■ **Source document**:
*** Begin section ***

Eschewing the typical approach of past articles, this piece takes a look at AI and grand strategy through the central contention of Goliath, a new book on war and politics by former paratrooper and professor of military strategy at Georgetown University, Sean McFate. While his firebrand arguments are, in the eyes of this author, timely and valid, there seems to be little ground given in this intentionally provocative tome to the promise AI has for grand strategy, warfare and peacekeeping; rather, its effectiveness and utility will come from the proper and precise usage of such technology, not its inherent, terrifying power.


AI and Grand Strategy


The promise of AI for grand strategy is far ranging, from the deployment of autonomous weapons systems, drone swarms, autonomous aid and demolitions systems to the more abstract, high-level command issues of target identification and supply route choices. Such ‘decision aids’ are now commonplace in military command strategy, helping guide war efforts with efficiency savings.


The Claims of McFate


McFate’s argument goes something like as follows; the West has forgotten the rules of warfare, and places far too much faith in magic bullet technologies like aircraft carriers, artificial intelligence and robotics than military strategy. More broadly, we have forgotten that the aim of war is to win, and investments into extraneous, often extraordinarily expensive gadgetry designed for outdated methods of combat is crippling our strategic ability and goals. AI, for McFate, is but the latest fad in a series of injudicious leaps of faith in machinery, rather than in the soldiers and strategists behind them. This jars with Vladamir Putin’s famous statement on the promise of such technology, boldly stating in 2017 that whoever becomes the leader in AI ‘will become the ruler of the world’. While AI certainly has the greatest potential of emerging technologies to transform the way we think about and practise business and warfare, one must be careful not to misinterpret Putin’s word, as McFate argues Western military command’s have. AI, in all its forms, presents no obvious advantage for any company, army or government that cannot contextualise it within a much broader strategic framework for the future thirty years.

This chimes well with the recently promised deep-reaching defence review announced by the British Prime Minister’s adviser, Dominic Cummings, upon their winning a Conservative majority two weeks ago. MP’s and strategists alike have praised the approach adopted by the incoming government to both foreign policy and spending reviews, rolling back DFID into the Foreign Office while overhauling expensive projects with limited strategic value. The purchase of two state-of-the-art Queen Elizabeth class aircraft carriers are a case in point, presenting little overall strategic value to the UK for massive costs, and while they are technically impressive their role in the high-intensity, high-paced drone warfare skirmishes of the future is limited at best.

*** End section ***

According to the article on AI and grand strategy, which two carriers does the UK's purchase involve? Rely solely on the article above.

(Collected data)

*** Begin section ***

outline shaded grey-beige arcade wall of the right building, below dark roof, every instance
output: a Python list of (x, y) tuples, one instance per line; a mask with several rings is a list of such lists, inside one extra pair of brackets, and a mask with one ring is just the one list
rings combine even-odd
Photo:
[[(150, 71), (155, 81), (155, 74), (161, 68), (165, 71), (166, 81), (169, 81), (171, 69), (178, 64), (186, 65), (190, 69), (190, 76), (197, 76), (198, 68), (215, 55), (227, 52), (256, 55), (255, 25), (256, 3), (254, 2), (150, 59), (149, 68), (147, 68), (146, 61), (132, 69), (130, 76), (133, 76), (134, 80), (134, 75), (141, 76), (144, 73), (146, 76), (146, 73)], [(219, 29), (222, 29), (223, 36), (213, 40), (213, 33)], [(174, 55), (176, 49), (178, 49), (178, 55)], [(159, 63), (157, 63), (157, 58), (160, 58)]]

*** End section ***

■ **Written response**:
Two state-of-the-art Queen Elizabeth class aircraft carriers.